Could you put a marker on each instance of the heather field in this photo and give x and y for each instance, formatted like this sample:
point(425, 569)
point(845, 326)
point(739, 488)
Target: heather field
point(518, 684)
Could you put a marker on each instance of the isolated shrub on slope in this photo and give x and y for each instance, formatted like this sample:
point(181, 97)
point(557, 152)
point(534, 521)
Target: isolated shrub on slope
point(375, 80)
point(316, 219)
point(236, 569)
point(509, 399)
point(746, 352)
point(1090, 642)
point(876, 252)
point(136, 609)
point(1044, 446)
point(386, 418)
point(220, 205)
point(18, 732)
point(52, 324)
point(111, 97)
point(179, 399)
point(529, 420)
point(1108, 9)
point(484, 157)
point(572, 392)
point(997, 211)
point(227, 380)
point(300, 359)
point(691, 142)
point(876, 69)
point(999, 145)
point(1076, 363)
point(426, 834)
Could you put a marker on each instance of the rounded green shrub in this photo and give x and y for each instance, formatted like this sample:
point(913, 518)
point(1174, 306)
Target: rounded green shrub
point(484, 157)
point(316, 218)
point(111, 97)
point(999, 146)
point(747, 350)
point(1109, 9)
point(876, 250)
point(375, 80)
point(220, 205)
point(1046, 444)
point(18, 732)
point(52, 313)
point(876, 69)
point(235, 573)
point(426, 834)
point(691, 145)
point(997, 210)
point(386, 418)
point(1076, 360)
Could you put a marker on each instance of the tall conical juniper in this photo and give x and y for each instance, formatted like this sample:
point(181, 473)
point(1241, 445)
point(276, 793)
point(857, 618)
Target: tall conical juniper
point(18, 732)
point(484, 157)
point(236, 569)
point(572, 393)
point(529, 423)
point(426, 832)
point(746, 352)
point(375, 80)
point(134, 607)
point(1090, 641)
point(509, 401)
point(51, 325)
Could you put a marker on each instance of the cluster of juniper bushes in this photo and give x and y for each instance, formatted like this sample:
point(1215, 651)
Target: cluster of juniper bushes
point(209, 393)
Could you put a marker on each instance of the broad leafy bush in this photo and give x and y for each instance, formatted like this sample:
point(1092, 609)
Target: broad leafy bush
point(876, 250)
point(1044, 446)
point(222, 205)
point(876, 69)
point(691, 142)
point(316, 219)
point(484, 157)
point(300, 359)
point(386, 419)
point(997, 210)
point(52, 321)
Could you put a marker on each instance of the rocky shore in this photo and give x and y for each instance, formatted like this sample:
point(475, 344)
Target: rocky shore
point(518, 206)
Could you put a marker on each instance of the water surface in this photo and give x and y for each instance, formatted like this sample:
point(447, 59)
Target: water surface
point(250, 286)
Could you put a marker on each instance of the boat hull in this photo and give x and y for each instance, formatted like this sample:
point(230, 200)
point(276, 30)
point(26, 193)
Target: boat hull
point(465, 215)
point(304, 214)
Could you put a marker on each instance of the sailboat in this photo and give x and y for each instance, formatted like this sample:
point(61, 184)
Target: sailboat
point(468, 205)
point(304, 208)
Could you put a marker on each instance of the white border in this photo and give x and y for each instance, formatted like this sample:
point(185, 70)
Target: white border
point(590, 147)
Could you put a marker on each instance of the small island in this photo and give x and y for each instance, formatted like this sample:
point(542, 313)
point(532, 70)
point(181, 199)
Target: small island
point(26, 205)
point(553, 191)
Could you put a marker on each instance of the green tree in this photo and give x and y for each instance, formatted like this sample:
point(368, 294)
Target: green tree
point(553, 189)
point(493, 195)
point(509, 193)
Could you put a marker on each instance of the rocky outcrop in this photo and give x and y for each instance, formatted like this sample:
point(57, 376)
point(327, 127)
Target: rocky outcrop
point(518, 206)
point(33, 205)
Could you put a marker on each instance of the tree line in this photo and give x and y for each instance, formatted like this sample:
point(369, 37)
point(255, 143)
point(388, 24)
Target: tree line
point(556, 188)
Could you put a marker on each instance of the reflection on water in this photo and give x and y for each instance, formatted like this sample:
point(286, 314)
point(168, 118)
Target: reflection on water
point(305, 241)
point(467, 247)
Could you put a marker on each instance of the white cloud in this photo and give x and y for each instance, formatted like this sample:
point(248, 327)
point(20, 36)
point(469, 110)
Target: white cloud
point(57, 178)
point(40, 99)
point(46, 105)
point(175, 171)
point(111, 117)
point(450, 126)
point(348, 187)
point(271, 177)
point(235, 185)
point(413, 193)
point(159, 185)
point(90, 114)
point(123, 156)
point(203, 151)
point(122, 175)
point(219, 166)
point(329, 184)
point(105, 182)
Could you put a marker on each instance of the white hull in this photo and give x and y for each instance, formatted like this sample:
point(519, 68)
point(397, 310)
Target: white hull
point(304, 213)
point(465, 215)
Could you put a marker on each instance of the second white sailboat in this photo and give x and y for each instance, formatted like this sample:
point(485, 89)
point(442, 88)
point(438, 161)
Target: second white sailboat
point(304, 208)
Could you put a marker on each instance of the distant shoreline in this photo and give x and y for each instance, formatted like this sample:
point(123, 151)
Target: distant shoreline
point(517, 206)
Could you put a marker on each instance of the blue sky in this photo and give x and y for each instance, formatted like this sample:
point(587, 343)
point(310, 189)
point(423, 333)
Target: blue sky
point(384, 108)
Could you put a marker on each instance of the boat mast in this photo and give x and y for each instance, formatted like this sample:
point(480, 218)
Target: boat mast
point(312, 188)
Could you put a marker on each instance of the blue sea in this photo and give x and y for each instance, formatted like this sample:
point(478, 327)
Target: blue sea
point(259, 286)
*-*-*
_Description of the task_
Switch each "marker" in the listing above to "pin", and write out all the lines again with nothing else changed.

_Output for this exercise_
Could you put a pin on each instance of the heather field in this photo and give x and y for each instance, formatted like this sample:
point(425, 569)
point(845, 326)
point(739, 488)
Target: heather field
point(518, 684)
Could you put a pin on each instance of the isolated shrub on slope in this photo and give x and y for each instance, formatted like this sample:
point(181, 97)
point(557, 152)
point(534, 521)
Target: isolated shrub on slope
point(375, 80)
point(316, 219)
point(236, 569)
point(509, 399)
point(746, 352)
point(1090, 642)
point(876, 252)
point(136, 609)
point(1044, 446)
point(386, 418)
point(220, 205)
point(18, 732)
point(52, 324)
point(111, 97)
point(179, 399)
point(529, 420)
point(1108, 9)
point(484, 157)
point(572, 392)
point(997, 211)
point(227, 380)
point(300, 359)
point(691, 142)
point(876, 69)
point(999, 145)
point(1076, 363)
point(426, 834)
Could you put a pin on each instance of the rounded green shrub in this photo and give x and y for each instance, formatted like this sample:
point(913, 518)
point(1174, 306)
Target: rounded green shrub
point(484, 157)
point(316, 218)
point(111, 97)
point(999, 146)
point(747, 350)
point(1109, 9)
point(876, 250)
point(375, 80)
point(220, 205)
point(1046, 444)
point(18, 732)
point(52, 313)
point(876, 69)
point(235, 573)
point(426, 834)
point(691, 145)
point(997, 210)
point(386, 418)
point(1076, 360)
Could you put a pin on each instance of the tall conical juniper in this photo and give x and y for each instance, formatted like this sample:
point(181, 473)
point(1241, 445)
point(276, 793)
point(857, 618)
Target: tall conical juniper
point(18, 732)
point(484, 157)
point(236, 569)
point(572, 393)
point(529, 423)
point(426, 832)
point(746, 352)
point(375, 80)
point(134, 607)
point(1090, 641)
point(509, 401)
point(51, 325)
Could you put a pin on each instance of the cluster of juniper bushes in this photo and give x and y for each instance, formatted like this sample:
point(1215, 651)
Target: cluster of juniper bushes
point(209, 393)
Could you put a pin on each instance of the broad leafy bush in this photo and give x and y for each instance, formatted like this sample:
point(1092, 609)
Target: broad leafy bush
point(876, 250)
point(1044, 446)
point(222, 205)
point(876, 69)
point(691, 142)
point(316, 219)
point(484, 157)
point(300, 359)
point(386, 419)
point(997, 210)
point(52, 321)
Could you put a pin on each instance of the rocky shore in this photo and give x and y for each instance, formatted like this sample:
point(475, 344)
Target: rocky shore
point(518, 206)
Could you put a pin on each instance of the water surface in this photo and give x and y for each instance, formatted like this sample:
point(447, 59)
Target: water surface
point(250, 286)
Could you put a pin on each instance of the boat hull in this photo and give x and y for each instance, formatted like this sample:
point(230, 200)
point(276, 30)
point(26, 193)
Target: boat hull
point(465, 215)
point(304, 214)
Could you put a pin on each instance of the sailboat in this photo and give x and y for each instance, formatted like this sample:
point(61, 184)
Target: sailboat
point(468, 205)
point(304, 208)
Could you put a pin on each instance of the white border in this photo and give x and y for each instance, formatted like this sample:
point(185, 70)
Target: white border
point(590, 147)
Could you put a pin on each instance of the small island in this photo and give x and y for each instance, formatted like this sample:
point(542, 313)
point(532, 70)
point(181, 199)
Target: small island
point(26, 205)
point(553, 191)
Could you put a pin on each instance of the green tree in this photo and give x and y for each instance, formatted like this sample:
point(368, 294)
Target: green tree
point(553, 189)
point(493, 195)
point(509, 193)
Could you put a pin on each instance of the rocky outcrop in this photo and give x and y for each instance, formatted like this sample:
point(57, 376)
point(327, 127)
Target: rocky outcrop
point(518, 206)
point(33, 205)
Could you put a pin on each instance of the tree line in this photo and give x and y for each instance, formatted like this sample:
point(369, 37)
point(255, 143)
point(388, 24)
Target: tree line
point(556, 188)
Could you put a pin on each instance of the reflection on water in this photo and give x and y for each instance, formatted like this sample:
point(286, 314)
point(168, 118)
Target: reflection on water
point(305, 241)
point(467, 247)
Could you put a pin on each instance of the white cloud in this photo and give x and y for each instance, formatted like this sample:
point(248, 327)
point(20, 36)
point(469, 110)
Target: white cloud
point(57, 178)
point(40, 99)
point(46, 105)
point(175, 171)
point(111, 117)
point(450, 126)
point(348, 187)
point(271, 177)
point(235, 185)
point(413, 193)
point(159, 185)
point(90, 114)
point(123, 156)
point(203, 151)
point(122, 175)
point(219, 166)
point(329, 184)
point(105, 182)
Could you put a pin on each instance of the white hull in this photo and give x and y for each instance, formatted like this sample:
point(519, 68)
point(397, 310)
Target: white hull
point(304, 213)
point(465, 215)
Could you put a pin on each instance of the second white sailboat in this photo and give x and y for each instance, formatted like this sample:
point(485, 89)
point(442, 88)
point(438, 161)
Target: second white sailboat
point(304, 208)
Could you put a pin on each instance of the distant shoreline in this photo and give x and y for each instance, formatted like this sample:
point(123, 151)
Target: distant shoreline
point(517, 206)
Could you put a pin on each instance of the blue sky in this photo and give x and y for each instance, formatted like this sample:
point(587, 343)
point(310, 189)
point(423, 333)
Target: blue sky
point(384, 108)
Could you put a pin on each instance of the boat mast in this photo and give x and y for each instance, formatted like this sample:
point(480, 218)
Target: boat mast
point(312, 188)
Could you put a pin on each instance of the blue sea in this photo and give x and y for each instance, formatted like this sample:
point(478, 327)
Target: blue sea
point(259, 286)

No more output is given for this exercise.